A teorização sobre jogos
começou com os gregos, levando em conta a forma como o inesperado ou o acaso se
manifestam. Nesse sentido, existem quatro tipos ideais de jogos: Agon, Alea,
Mimicry, Ilynx.
·
Agon, os Jogos de Azar (a roleta, por exemplo). O
ruído aqui é Objetivo e equivale ao acaso. Calcula-se a probabilidade (1/6 de
chances em jogo de dados, por exemplo) e compara-se com os resultados
empíricos. Obtém-se, então, um quadro analógico entre um modelo ideal (as "condições
iniciais") e os resultados.
·
Alea, os Jogos de Adivinhação (como o jogo de
búzios). O ruído é Subjetivo e dificulta a comunicação com o futuro. Aqui não
existe um "resultado errado" ou discrepante do modelo, todo ruído é,
por definição, ignorância de quem não entende.
·
Mimicry, os Jogos de Performance são aqueles em que o
desempenho individual é determinante. O ruído aqui é, em parte ambiental, em
parte cognitivo. O golfe, o surf e o "jogo de paciência" são alguns
dos jogos que combinam acaso e autoconhecimento. Para estudar tais jogos é
preciso tanto considerar as variações e discrepâncias probabilísticas de cada
jogo (compreendido como um conjunto de regras e possibilidades lógicas) como
também os diferentes níveis de intencionalidade e consciência dos jogadores.
·
E,
finalmente, Ilynx, os Jogos Competitivos, que tanto podem ser de
estratégia pura (como o xadrez, por exemplo); como baseados na força, na
velocidade ou em outras qualidades físicas e psicológicas. Estes jogos é que
geralmente são estudados na chamada Teoria de Jogos de Soma Zero. O ruído aqui
é Intersubjetivo e consiste em uma forma enganar o adversário ou de ser
enganado por ele.
Na prática a maioria dos
jogos é uma combinação dessas modalidades ideais. Um jogo de pôquer ou de
futebol implica tanto em sorte (ou escapar ao ruído objetivo), assertividade
(ou não se confundir com o próprio ruído subjetivo) e blefe (ou enganar e não
ser enganado pelo ruído intersubjetivo). Nesta classificação, o interessante é
a diferença de tipos de ruído. Nos primeiros jogos (de Azar, de Adivinhação e
de Performance) o ruído resulta de nossa própria ignorância e corresponde à
relação entre o homem e a natureza; enquanto os jogos competitivos (ou de soma
zero) o ruído é utilizado para enganar o adversário e corresponde a relação dos
homens entre si (WIENER, 1954).
Teoria matemática dos jogos
Os jogos não cooperativos com soma zero se referem
especificamente aos conflitos, enquanto os outros tipos de jogos correspondem à
atividade lúdica em si. Os jogos competitivos são o principal objeto de estudo
da teoria matemática dos jogos. Como vimos, ela é a análise lógica de qualquer
situação na qual apareça um conflito de interesses, com a intenção de encontrar
as opções ótimas para que, nas circunstâncias determinadas, consiga-se o
resultado desejado.

▶ Instrução A: Localize na listagem abaixo todas as linhas que contêm a palavra "grassy" e copie-as, diferenciando maiúsculas de minúsculas.

▶ Listagem fornecida:
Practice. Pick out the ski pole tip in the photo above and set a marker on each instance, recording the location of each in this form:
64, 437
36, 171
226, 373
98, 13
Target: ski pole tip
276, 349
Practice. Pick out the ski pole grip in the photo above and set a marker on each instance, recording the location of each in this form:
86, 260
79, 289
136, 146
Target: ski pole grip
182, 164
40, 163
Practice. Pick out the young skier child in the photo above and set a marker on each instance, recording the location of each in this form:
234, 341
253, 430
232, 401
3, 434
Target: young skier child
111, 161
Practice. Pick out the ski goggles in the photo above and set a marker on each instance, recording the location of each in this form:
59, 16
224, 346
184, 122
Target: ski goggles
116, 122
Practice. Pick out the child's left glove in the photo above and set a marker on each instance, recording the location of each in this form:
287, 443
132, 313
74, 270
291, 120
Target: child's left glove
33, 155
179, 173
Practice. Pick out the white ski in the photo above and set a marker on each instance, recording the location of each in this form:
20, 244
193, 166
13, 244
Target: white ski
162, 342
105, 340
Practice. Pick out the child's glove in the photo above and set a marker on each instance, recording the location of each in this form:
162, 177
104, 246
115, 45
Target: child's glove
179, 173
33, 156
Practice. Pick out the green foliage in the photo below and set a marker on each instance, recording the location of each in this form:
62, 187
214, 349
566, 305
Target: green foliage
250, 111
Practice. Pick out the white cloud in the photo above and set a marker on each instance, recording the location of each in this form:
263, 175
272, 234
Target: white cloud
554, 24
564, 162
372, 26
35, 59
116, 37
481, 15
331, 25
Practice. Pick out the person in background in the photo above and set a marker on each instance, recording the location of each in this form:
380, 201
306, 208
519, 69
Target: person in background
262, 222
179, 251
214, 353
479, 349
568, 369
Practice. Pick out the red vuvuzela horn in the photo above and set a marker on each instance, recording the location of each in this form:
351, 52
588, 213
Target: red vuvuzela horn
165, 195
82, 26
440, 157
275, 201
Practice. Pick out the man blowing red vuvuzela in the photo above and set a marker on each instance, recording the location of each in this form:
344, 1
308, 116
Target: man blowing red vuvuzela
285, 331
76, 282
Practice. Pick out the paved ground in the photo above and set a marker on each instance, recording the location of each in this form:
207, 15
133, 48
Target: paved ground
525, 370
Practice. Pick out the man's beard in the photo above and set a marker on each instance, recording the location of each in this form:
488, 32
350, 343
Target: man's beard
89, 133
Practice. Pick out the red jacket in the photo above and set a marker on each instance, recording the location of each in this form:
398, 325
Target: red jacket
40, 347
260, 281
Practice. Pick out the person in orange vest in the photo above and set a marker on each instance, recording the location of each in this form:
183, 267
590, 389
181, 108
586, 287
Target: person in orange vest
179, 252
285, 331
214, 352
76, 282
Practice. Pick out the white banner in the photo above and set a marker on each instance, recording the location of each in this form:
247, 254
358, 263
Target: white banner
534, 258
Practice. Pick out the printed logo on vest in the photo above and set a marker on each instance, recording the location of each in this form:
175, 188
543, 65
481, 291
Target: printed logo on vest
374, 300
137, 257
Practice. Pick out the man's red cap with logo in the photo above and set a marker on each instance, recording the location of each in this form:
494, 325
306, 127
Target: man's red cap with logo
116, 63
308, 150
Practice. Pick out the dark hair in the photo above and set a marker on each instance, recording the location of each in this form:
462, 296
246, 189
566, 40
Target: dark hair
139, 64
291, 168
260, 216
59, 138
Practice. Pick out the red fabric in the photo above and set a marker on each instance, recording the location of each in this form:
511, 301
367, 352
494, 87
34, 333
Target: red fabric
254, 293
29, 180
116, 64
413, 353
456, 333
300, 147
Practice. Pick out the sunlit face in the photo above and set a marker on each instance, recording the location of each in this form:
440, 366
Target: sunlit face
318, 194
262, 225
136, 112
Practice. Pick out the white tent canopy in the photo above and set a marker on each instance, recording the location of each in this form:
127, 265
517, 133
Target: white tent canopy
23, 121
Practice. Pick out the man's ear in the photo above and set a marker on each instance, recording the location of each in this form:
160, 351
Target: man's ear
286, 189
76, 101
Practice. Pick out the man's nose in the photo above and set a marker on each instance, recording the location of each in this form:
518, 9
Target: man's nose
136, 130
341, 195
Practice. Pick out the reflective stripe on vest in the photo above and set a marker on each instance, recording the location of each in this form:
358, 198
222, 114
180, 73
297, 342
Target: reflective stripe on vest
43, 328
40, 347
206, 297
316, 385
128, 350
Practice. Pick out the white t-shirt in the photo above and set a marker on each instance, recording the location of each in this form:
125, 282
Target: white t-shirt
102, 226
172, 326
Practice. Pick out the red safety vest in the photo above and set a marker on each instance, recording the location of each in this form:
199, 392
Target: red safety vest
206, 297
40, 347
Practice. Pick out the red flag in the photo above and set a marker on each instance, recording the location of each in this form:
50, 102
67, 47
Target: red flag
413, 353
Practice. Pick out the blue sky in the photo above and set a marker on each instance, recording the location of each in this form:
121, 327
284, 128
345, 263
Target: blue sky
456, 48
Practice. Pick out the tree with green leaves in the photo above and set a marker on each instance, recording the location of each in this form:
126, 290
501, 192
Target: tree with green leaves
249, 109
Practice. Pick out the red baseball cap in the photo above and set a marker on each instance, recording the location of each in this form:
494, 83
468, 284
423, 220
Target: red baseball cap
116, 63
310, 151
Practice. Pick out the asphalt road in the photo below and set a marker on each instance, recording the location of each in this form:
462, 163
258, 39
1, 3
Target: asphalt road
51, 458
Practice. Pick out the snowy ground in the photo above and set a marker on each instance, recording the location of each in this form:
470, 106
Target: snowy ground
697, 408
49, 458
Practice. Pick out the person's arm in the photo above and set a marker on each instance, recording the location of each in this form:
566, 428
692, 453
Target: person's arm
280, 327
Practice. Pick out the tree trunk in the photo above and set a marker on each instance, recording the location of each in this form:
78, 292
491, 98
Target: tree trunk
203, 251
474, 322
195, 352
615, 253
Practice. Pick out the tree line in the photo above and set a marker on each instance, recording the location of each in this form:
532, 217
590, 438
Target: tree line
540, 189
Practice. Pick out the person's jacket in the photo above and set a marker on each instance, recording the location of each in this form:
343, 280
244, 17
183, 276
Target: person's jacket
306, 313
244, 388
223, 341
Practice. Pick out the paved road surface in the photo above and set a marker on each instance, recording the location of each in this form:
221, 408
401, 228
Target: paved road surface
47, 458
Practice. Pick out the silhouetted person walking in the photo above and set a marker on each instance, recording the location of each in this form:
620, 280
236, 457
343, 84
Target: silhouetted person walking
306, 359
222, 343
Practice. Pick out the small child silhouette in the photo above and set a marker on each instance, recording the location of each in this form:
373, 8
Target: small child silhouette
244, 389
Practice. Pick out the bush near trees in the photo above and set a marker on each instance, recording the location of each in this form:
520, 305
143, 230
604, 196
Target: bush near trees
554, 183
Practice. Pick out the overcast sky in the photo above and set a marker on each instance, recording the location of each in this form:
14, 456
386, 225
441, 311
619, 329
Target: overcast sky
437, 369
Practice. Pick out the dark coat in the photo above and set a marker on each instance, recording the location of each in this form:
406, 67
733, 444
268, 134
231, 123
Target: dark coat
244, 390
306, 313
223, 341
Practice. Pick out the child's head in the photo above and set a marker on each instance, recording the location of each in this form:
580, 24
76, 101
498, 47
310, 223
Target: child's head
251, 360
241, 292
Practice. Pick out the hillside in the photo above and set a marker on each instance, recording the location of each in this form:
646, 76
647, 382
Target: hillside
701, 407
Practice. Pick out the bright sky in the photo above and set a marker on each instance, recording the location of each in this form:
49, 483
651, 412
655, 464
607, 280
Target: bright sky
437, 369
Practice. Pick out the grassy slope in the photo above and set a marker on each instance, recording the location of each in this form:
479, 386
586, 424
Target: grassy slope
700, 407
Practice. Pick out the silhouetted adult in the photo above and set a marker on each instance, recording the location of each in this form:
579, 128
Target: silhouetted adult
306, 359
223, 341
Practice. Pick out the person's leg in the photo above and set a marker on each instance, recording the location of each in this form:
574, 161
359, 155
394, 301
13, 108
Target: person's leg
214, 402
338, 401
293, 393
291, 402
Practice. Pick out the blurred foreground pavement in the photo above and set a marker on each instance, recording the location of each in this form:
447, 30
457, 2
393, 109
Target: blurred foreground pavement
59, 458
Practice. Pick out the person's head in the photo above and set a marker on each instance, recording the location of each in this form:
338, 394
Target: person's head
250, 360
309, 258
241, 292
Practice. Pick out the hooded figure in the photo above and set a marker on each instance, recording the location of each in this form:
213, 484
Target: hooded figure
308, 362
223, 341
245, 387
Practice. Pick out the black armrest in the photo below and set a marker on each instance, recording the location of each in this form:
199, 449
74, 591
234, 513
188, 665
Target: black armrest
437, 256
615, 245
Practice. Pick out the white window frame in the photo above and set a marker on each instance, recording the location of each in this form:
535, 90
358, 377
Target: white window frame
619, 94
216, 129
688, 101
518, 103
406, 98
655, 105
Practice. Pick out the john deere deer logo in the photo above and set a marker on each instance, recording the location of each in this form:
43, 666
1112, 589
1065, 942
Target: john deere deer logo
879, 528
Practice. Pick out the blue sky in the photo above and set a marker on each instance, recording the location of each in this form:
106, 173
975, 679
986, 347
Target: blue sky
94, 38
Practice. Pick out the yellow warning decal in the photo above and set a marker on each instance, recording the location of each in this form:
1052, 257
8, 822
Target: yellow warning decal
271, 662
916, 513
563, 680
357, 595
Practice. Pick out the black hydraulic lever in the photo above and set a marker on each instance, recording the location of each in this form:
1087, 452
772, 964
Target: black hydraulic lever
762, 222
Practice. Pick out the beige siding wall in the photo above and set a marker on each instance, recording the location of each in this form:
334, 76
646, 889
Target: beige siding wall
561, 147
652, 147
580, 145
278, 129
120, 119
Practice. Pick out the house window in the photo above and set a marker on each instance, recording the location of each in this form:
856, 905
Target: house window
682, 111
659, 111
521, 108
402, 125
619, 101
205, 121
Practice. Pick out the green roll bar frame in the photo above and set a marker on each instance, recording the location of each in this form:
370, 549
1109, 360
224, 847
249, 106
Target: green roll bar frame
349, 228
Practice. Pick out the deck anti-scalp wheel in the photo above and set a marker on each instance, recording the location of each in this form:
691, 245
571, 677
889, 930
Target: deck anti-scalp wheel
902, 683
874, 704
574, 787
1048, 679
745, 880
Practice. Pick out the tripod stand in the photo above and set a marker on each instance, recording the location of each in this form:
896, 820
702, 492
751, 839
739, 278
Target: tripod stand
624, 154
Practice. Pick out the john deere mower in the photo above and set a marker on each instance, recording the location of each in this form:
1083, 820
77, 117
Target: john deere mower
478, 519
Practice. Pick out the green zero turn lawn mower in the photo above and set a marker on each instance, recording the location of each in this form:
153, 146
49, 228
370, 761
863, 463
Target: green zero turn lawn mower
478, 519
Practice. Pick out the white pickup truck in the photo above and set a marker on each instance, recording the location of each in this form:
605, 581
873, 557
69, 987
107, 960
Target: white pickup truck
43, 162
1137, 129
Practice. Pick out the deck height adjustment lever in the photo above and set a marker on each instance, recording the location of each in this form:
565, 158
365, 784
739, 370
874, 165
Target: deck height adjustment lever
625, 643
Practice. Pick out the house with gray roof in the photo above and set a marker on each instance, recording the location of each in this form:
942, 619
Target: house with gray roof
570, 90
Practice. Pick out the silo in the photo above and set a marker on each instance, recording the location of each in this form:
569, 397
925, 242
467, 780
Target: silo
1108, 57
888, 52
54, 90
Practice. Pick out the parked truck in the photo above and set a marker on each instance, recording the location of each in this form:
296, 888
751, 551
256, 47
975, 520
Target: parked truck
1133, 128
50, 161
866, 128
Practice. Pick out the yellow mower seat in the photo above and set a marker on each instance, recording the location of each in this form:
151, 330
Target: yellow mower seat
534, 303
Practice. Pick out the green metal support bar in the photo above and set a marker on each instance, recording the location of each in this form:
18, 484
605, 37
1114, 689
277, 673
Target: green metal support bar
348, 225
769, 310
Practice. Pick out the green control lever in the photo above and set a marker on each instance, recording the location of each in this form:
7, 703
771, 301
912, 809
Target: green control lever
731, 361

▶ Instrução B: Troque "gregos" por "romanos" no trecho do texto sobre jogos que vai de "A teorização sobre" a "Mimicry, Ilynx." e reescreva esse trecho.

▶ Resposta correta A:
Practice. Pick out the grassy slope in the photo above and set a marker on each instance, recording the location of each in this form:
Target: grassy slope

▶ Resposta correta B:
A teorização sobre jogos
começou com os romanos, levando em conta a forma como o inesperado ou o acaso se
manifestam. Nesse sentido, existem quatro tipos ideais de jogos: Agon, Alea,
Mimicry, Ilynx.